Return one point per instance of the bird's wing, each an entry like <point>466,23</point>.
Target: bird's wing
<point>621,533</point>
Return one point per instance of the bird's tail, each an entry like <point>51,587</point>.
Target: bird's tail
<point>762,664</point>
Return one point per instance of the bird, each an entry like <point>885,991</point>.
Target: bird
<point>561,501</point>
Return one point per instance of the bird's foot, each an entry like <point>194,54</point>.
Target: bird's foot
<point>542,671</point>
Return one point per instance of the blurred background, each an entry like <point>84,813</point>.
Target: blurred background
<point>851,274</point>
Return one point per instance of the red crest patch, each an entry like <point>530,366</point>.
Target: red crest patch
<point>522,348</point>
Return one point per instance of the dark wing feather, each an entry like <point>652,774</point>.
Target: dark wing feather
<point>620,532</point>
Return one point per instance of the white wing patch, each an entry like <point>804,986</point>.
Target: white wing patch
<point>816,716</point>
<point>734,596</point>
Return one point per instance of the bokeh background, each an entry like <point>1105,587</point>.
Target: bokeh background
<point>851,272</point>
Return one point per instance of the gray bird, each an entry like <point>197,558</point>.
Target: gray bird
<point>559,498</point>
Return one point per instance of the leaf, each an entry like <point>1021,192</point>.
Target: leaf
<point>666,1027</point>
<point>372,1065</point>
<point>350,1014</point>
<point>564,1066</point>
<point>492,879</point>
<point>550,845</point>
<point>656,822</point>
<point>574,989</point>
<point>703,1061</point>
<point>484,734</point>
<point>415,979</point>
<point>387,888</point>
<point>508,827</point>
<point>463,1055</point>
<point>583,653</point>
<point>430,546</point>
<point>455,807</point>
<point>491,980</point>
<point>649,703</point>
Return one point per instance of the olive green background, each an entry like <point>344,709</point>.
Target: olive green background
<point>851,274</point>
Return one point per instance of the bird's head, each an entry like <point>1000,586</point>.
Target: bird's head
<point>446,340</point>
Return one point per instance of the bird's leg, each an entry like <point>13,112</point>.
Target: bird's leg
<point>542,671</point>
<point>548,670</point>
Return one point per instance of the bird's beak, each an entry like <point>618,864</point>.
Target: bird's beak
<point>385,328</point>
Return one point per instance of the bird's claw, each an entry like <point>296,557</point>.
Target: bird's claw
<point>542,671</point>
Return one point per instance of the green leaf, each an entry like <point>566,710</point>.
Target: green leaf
######
**Task requirements:**
The entries above hold the needed span. Transcribe exactly the lines from the one with "Return one point per instance of the white" to the one with "Return one point per instance of the bokeh", both included.

**Result:**
Return one point per instance of the white wing patch, each an entry like <point>804,986</point>.
Target: white wing patch
<point>816,716</point>
<point>734,596</point>
Return one point per instance of the bokeh background, each an entry like <point>1105,587</point>.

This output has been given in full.